● **Exercise goal**
Can you arrange the rows below as a Markdown table with the columns "Line No." and "Line Text", taking everything from the line containing "Identify a point on every instance of the man in" down to the line containing "x=540 y=200", both included, with blank lines left out?

● **The records**
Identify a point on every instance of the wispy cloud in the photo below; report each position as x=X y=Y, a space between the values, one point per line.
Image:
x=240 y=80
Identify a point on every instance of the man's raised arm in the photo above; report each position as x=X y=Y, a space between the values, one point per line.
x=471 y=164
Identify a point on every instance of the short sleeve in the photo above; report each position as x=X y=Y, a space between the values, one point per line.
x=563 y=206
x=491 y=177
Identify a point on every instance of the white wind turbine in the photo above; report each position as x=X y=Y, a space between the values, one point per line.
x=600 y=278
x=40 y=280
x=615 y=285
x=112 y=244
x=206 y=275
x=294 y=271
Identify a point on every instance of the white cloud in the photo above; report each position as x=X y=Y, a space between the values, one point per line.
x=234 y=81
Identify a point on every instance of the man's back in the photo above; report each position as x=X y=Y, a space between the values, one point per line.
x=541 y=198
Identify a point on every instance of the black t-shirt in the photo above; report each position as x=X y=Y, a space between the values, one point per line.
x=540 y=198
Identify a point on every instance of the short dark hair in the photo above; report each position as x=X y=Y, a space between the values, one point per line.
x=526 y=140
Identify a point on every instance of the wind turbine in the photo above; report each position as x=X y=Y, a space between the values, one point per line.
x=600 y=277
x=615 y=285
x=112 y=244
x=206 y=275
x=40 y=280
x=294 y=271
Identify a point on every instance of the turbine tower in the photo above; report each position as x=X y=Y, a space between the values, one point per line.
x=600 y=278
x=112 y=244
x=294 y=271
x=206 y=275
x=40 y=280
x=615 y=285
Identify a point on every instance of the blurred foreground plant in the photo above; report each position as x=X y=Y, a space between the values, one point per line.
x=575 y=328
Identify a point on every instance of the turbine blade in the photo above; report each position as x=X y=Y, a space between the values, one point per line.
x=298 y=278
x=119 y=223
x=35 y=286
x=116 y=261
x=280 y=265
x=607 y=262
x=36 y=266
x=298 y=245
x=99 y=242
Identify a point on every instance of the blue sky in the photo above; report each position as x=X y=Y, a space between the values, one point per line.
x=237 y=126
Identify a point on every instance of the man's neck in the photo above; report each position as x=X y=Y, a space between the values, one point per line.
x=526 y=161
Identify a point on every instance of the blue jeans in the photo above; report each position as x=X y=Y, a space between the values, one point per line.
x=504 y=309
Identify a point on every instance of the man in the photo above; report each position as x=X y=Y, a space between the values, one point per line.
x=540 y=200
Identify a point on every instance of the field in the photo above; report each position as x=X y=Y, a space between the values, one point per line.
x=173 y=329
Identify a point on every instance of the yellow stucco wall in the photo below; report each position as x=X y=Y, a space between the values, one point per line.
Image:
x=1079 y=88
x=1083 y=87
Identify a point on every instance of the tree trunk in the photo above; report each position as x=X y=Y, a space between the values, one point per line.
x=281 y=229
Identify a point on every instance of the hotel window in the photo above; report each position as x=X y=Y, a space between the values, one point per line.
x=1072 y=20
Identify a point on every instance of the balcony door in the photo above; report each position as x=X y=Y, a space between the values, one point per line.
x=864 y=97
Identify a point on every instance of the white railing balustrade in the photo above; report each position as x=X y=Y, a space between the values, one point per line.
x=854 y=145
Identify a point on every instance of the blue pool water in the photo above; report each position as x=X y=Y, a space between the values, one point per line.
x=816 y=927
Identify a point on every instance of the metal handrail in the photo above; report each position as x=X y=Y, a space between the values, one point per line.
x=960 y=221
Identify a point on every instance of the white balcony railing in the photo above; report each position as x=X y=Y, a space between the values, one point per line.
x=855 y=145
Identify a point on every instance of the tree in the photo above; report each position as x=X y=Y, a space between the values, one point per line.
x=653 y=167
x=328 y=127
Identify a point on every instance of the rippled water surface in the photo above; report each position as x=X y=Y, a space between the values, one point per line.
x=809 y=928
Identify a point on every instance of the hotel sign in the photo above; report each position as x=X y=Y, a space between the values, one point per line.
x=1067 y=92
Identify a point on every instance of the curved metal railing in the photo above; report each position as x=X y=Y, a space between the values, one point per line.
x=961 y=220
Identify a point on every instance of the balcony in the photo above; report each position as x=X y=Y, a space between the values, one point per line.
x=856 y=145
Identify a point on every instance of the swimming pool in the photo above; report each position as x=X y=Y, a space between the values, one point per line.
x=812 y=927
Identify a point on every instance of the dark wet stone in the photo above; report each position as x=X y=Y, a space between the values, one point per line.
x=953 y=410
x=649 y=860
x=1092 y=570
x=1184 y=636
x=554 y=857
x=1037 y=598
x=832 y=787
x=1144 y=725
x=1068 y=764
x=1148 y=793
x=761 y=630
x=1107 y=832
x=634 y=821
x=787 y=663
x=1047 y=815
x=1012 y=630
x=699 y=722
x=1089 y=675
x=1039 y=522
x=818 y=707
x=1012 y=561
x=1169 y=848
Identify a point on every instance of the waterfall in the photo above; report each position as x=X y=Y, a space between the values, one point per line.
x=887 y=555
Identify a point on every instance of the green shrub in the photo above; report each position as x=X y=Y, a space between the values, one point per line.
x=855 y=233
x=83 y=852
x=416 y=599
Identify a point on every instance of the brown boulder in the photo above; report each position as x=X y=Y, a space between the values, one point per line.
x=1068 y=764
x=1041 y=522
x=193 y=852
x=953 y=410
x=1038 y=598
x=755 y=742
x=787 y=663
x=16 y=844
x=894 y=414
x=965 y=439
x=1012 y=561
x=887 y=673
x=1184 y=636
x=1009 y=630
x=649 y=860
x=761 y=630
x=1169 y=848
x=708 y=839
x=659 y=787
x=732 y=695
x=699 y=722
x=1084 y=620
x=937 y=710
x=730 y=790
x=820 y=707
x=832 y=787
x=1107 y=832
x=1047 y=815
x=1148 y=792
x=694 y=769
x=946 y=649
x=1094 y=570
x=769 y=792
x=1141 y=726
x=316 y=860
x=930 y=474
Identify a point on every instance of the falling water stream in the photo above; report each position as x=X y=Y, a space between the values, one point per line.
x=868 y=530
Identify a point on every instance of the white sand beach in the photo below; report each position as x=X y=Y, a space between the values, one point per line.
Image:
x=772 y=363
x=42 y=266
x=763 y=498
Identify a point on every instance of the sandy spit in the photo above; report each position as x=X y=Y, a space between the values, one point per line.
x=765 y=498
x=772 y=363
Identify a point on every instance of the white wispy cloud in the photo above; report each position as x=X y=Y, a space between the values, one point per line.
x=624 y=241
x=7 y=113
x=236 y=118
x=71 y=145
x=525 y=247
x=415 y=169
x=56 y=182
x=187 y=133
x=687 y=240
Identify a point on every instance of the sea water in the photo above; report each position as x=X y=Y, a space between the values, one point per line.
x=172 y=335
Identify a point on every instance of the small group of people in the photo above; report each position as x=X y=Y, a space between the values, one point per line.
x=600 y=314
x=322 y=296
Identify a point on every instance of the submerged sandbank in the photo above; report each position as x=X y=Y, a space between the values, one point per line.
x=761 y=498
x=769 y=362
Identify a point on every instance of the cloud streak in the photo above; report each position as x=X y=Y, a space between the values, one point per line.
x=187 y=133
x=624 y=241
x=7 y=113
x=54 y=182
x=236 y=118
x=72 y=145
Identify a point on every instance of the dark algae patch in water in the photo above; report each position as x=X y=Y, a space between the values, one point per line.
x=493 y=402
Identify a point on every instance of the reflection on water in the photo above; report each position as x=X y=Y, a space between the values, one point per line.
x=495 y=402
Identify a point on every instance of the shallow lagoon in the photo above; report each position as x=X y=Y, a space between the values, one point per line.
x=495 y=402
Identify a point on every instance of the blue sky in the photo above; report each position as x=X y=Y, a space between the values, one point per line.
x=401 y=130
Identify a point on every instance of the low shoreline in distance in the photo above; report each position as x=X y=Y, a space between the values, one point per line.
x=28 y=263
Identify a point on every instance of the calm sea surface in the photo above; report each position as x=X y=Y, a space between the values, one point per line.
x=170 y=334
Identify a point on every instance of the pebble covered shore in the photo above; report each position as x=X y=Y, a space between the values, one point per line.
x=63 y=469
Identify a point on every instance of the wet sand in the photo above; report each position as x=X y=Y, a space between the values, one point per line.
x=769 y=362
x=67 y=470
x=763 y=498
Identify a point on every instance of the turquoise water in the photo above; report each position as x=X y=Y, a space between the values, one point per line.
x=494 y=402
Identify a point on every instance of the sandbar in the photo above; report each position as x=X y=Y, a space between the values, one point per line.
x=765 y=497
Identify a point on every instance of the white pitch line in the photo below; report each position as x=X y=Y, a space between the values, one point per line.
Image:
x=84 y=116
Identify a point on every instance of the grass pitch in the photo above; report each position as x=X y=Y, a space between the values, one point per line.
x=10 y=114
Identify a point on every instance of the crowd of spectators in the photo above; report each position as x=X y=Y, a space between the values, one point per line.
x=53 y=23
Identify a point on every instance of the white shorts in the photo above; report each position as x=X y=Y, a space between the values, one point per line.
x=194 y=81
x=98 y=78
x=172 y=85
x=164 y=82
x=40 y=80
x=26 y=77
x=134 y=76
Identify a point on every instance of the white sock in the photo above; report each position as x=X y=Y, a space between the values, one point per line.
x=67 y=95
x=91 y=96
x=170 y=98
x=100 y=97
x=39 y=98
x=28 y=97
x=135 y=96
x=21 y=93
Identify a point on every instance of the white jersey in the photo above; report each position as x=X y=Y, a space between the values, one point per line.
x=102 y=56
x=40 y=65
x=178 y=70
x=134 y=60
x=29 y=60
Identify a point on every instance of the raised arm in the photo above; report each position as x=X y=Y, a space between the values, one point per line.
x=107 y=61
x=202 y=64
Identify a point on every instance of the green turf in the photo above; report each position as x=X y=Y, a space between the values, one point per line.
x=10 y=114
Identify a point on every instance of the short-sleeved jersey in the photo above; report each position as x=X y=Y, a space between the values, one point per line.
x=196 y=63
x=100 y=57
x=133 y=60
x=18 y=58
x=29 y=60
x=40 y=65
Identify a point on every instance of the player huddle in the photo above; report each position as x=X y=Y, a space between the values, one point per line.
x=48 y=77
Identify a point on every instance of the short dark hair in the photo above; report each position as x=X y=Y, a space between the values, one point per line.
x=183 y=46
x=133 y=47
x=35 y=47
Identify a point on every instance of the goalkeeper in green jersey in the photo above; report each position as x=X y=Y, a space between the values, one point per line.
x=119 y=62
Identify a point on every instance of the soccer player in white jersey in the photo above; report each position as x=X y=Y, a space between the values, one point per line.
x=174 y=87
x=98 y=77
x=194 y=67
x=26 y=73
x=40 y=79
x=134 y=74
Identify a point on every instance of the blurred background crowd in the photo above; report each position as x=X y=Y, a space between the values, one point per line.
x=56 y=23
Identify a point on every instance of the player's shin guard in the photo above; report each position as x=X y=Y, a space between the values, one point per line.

● **Exercise solution**
| Line No. | Line Text |
|---|---|
| 1 | Identify a point on every instance of the man in the photo above; report each position as x=X y=Y, a space between the values, one point per line. |
| 2 | x=540 y=200 |